- **Work request**: For the word "white", state how many lines below contain it. Give no other text.

- **Records for this exercise**:
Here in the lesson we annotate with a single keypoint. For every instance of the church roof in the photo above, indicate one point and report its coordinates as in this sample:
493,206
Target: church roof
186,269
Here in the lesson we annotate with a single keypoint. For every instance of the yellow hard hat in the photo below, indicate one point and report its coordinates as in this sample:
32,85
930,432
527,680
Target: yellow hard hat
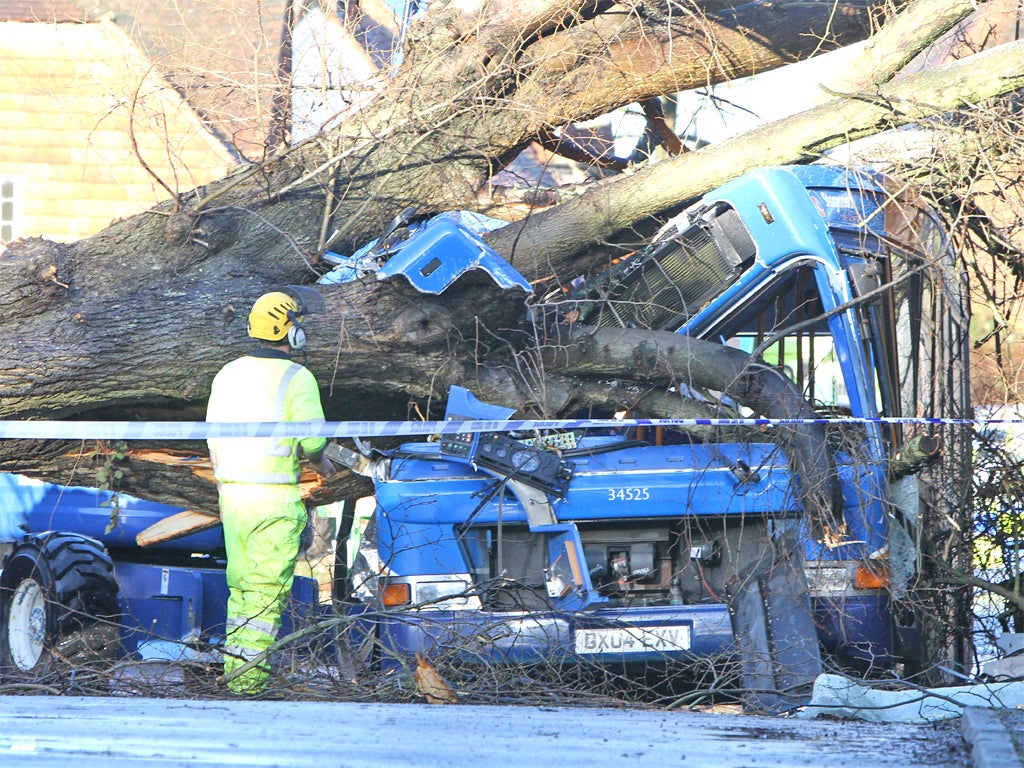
272,316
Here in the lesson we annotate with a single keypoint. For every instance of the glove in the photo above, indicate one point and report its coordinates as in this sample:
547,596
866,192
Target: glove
325,467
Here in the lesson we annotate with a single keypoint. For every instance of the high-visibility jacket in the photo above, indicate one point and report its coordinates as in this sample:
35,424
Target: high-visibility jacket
265,385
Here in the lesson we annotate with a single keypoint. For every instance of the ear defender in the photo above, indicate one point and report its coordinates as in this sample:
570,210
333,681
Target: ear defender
296,334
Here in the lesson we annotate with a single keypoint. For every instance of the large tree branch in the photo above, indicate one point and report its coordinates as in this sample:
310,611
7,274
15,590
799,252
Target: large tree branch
547,242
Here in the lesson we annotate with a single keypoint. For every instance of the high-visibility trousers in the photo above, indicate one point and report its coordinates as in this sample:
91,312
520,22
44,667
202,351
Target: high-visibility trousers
263,527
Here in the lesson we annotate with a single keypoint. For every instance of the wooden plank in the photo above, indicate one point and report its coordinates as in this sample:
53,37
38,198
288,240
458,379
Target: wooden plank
176,526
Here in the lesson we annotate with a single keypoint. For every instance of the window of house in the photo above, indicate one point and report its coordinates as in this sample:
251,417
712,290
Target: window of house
10,208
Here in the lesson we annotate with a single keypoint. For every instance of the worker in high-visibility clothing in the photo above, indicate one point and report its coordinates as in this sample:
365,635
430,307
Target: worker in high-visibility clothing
258,480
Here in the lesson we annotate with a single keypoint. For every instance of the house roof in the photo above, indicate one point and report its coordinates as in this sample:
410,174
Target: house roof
83,117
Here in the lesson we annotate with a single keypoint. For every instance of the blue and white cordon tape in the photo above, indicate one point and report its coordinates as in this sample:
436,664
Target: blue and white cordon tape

- **Task result**: 2